* _EXERCISE INSTRUCTIONS_: Please write the next part of the guide below on easing chronic illness symptoms, starting right after its final sentence.

Steps to Improve Chronic Illness Symptoms
Long Covid, ME/CFS, Chronic Pain
Key aspects of this process include:
Reducing stressors where possible
Building soothing and grounding skills
Gently shifting attention toward the more positive or neutral parts of your experience
Cultivating self-compassion
Noticing the connection between the fight-or-flight response and your symptoms
Identifying and befriending thoughts and feelings
Remember: Each of these skills takes time to develop. You’re working to shift patterns and habits that have likely been in place for a long time. It’s okay if progress feels slow—every small step you take adds up. Even if you don’t see the changes right away, what you’re putting in is moving you toward greater wellbeing.
First, try to cut back on stress and activity where you can. Giving yourself some breathing room can help ease symptoms and create a bit more space to start feeling better. If possible, try not to push yourself, and keep activity at a level that doesn’t trigger a symptom flare-up beyond what you can comfortably manage.
It might feel a bit counterintuitive, but try spending some time with the thoughts and feelings that come up about your symptoms. See if you can meet yourself with as much compassion as possible—this is a deeply challenging experience, and whatever you're feeling is completely valid and normal. You can check out Dr. Kristin Neff’s website for more information about self-compassion and guided meditations: https://self-compassion.org
As you do this, try bringing in some gentle physical touch. You might place a hand over your heart and notice how that feels, rub your palms together, or gently touch your arms or neck—whatever feels soothing in the moment. While doing so, remind yourself that it’s okay to feel what you’re feeling. This kind of touch can help ground you and send a signal of safety and care to your nervous system.
Alongside that, see if you can find small moments of relief or joy. Maybe it's noticing the trees outside, the feeling of your blanket, the sound of birds, or even something neutral that feels okay. These small, sensory moments can help anchor and ground you. We often take the ability to experience the world for granted—but when we really tune into a sensation, even briefly, it can become something to appreciate. That sense of presence can gently shift how you're feeling, even if just a little.
Our brains also have a built-in bias toward the negative—our attention naturally gravitates toward what's wrong or uncomfortable, which means we can easily overlook the neutral or positive parts of our experience. This is a normal part of being human, but it’s also a bias we can gently work to shift with practice.
Keep practicing the steps 2 and 3 until you begin to feel some warmth toward yourself and notice your attention naturally shifting toward the more positive parts of your experience.
Next, when you’re feeling distress or experiencing symptoms, take a moment to check in with yourself—can you sense a fight-or-flight response happening alongside it? Situations or emotions we find scary can trigger a fight-or-flight response; that response can produce symptoms, and those symptoms can, in turn, trigger even more fight-or-flight. See if you can notice emotions like anxiety, fear, anger, or even a sense of panic. Physical signs might include an increased heart rate or blood pressure, faster breathing, brain fog or dissociation, and muscle tension. These are all signals that your nervous system may be in a reactive state.

* _SOURCE MATERIAL_:

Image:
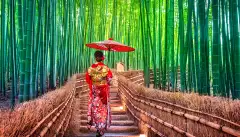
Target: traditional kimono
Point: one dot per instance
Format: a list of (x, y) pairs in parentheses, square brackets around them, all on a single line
[(98, 77)]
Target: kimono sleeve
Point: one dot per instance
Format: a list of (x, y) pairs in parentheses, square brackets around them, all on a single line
[(109, 75)]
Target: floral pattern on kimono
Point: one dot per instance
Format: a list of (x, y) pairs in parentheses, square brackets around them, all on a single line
[(98, 77)]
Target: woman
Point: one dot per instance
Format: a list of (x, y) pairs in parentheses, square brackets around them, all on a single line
[(98, 77)]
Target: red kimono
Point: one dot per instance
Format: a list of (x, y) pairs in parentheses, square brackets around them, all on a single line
[(98, 77)]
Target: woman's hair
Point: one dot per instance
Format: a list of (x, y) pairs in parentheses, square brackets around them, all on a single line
[(98, 56)]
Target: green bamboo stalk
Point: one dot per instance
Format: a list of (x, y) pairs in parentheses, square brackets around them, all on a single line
[(29, 44), (53, 51), (216, 49), (3, 49), (13, 52)]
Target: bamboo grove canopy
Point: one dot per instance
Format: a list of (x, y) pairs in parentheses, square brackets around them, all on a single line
[(42, 42)]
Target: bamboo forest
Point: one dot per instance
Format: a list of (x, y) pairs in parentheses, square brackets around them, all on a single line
[(120, 68), (189, 45)]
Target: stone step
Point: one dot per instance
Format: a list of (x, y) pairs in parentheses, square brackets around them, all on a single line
[(114, 123), (114, 117), (112, 129), (115, 104), (114, 94), (114, 108), (113, 112)]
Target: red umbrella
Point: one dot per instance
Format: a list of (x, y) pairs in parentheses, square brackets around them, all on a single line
[(110, 45)]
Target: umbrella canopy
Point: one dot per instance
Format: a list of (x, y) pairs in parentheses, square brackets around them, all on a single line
[(110, 45)]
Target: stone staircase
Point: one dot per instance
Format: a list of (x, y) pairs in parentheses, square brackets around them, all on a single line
[(122, 125)]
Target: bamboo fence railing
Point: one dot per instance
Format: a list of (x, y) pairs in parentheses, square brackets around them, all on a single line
[(167, 118)]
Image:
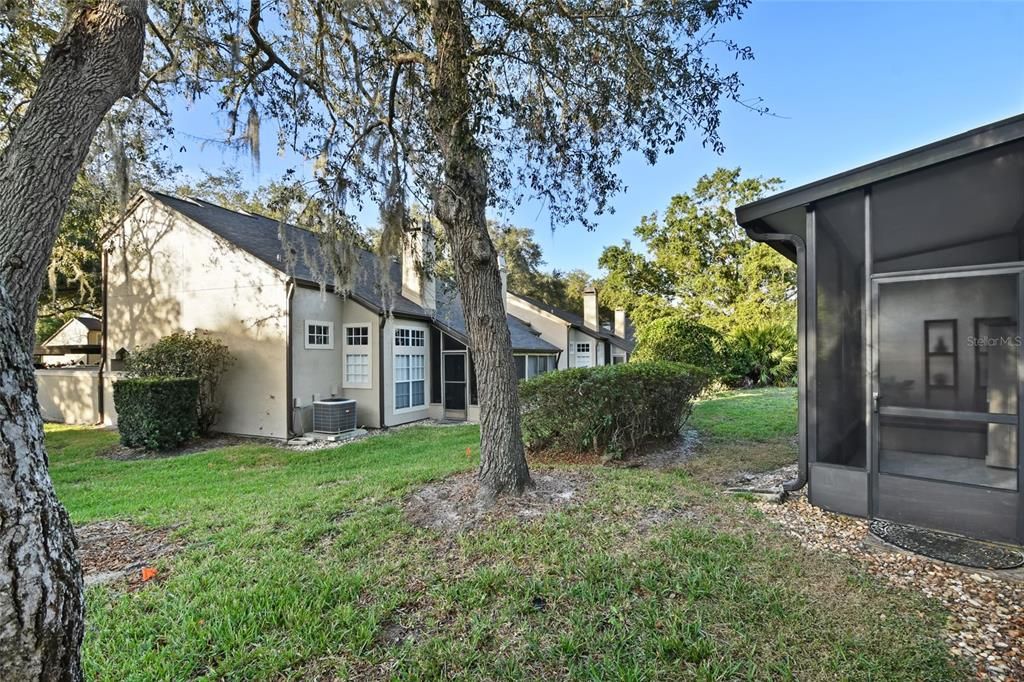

* _RESULT OF THIS EXERCISE_:
Our bodies aren’t designed to stay in fight-or-flight mode for long periods—but modern life, and especially times of illness or chronic stress, can keep us stuck there. Over time, this ongoing activation can wear down the body, contributing to issues like immune system dysfunction, inflammation, chronic pain, sleep problems, digestive issues, and hormonal imbalances.
That’s why a key part of this process is learning to recognize your personal fight-or-flight triggers and gently unwinding them—by becoming curious about them, and slowly learning to befriend the underlying emotions and patterns.
Whenever you’re feeling distress or experiencing symptoms, see if you can gently turn your attention inward and notice what thoughts and feelings might be present. Most of us miss a lot of our inner experience—so part of the process is learning to build the skill of noticing. This awareness gives us the information we need to eventually shift how we relate to those thoughts and emotions.
For most people, thoughts and feelings are happening almost constantly, even if we’re only aware of a small portion at first. That means there’s a lot of room for growth—and with practice, you'll likely begin to access more of your inner world over time.
For connecting with your thoughts, you can set a short timer, even starting with one minute, and just see what thoughts you can notice. Thoughts generally come up verbally or as an image, and it can help to close your eyes and actually try to see the visual thoughts and hear the verbal thoughts. It can also be helpful to have a journaling practice where you’re putting everything that comes to mind on paper with no filters or judgment. One system for this is Nicole Sach’s JournalSpeak (you can learn more here: yourbreakawake.com/journalspeak). Lastly, try to notice the thoughts that come up throughout your day. Every feeling or action is connected to one or more thoughts, so whenever you experience a feeling or action, you can ask yourself what the related thought is, even if it’s just catching the topic of the thought at first and then more details of the thoughts with practice.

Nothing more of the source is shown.